-- start Selected excerpt --

Fighting for the Right to Remember with National Day of Solidarity for Ethnic Studies

Imani Altemus-Williams

"Our stories will not be banned," an illustration by Julio Salgado.

Co-authored with Betsy Catlin. This piece appeared originally at Waging Nonviolence.

Presente.” Presente.”

One by one, as their names are called by an officer standing in the front of a courtroom in Tucson, Arizona, people with chained feet and hands stand and respond, Presente.”

They are migrants who have been caught and detained while crossing the border without documents, and they’re being processed through the Department of Homeland Security’s recent innovation, Operation Streamline” — a mass-trial procedure that can not only result in detention or deportation but time served in prison for the criminal charge of entry without inspection.” Watching these brown people stand and say presente” in front of a white, male judge is especially powerful if we consider the history that has led to the criminalization of migrants crossing the border. Many have ancestors who were present on this land long before there was any English or Spanish spoken here, before there was Mexico or the United States or any border dividing the two. And now, even that history is being taken away from them.

-- end Selected excerpt --
-- start Supplied data --

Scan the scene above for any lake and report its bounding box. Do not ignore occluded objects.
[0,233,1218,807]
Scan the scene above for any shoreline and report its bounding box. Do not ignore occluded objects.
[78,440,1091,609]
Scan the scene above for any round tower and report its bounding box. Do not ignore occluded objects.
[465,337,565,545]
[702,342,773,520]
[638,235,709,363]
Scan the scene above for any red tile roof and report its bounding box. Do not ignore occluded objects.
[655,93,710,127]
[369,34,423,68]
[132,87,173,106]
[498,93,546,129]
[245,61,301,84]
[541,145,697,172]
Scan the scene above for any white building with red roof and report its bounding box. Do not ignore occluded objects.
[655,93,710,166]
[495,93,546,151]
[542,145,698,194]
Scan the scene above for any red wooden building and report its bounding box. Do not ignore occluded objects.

-- end Supplied data --
-- start Supplied data --

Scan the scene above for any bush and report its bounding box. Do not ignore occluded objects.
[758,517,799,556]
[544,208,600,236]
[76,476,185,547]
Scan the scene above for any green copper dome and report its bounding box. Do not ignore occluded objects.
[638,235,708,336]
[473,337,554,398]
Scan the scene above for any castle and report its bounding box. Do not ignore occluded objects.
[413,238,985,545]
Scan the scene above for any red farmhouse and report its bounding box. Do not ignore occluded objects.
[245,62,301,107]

-- end Supplied data --
-- start Supplied data --

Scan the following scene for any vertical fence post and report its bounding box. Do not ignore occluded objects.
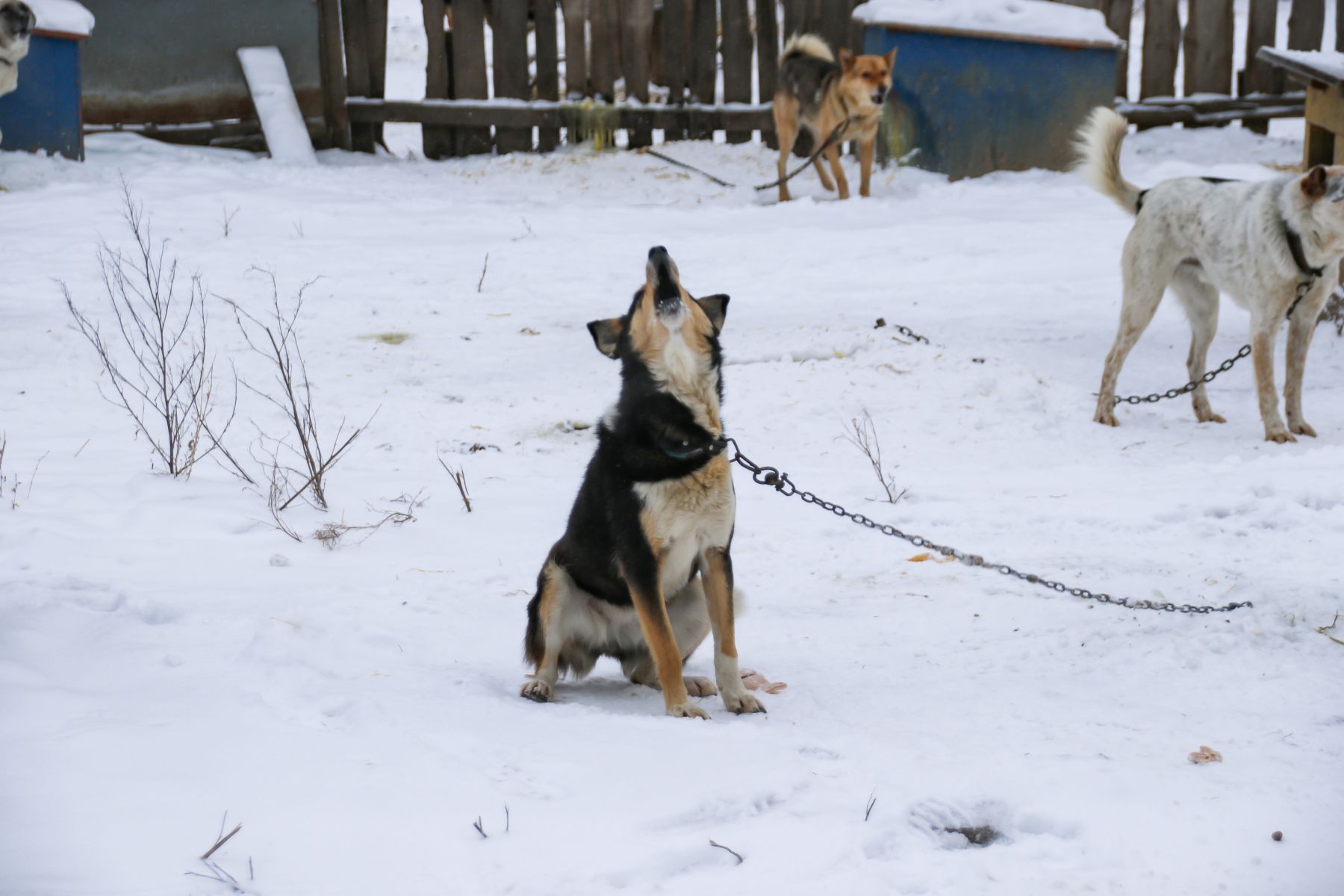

-- end Supplied data --

Stated task »
Continue the article on the National Day of Solidarity for Ethnic Studies, starting right after its final sentence.

Written response »
Saturday, October 12 was named Dia de La Raza” as part of the National Day of Solidarity With Save Ethnic Studies in Arizona. This comes after Arizona House Bill 2281, in May 2010, banned ethnic studies from public school districts and charter schools. In Tucson, this eliminated the Mexican-American Studies program (MAS), which taught the history of colonization in the Southwest and encouraged students to question how current systematic repression and criminalization of the Xicano (Chicano) indigenous community arises from this legacy. The program taught the correlations among race, ethnicity, power and privilege within society, honoring the indigenous roots of many of the students and teachers, as well as those of the people who resided on the land prior to the conquest.

The ban ignited a movement of student youth and educators who are fighting to reinstate the MAS program. Eleven former MAS teachers have filed a civil rights lawsuit in the United States District Court against the state Board of Education to fight the ban. (They are accepting donations to advance the lawsuit.) Meanwhile, a coalition of students from Tucson high schools called UNIDOS is utilizing education, art and nonviolent direct action as its primary strategies. In April 2011, for instance, UNIDOS members chained themselves to Tucson school board members’ chairs at a meeting set to propose the dismantling of the program and managed to delay the decision from being made that day.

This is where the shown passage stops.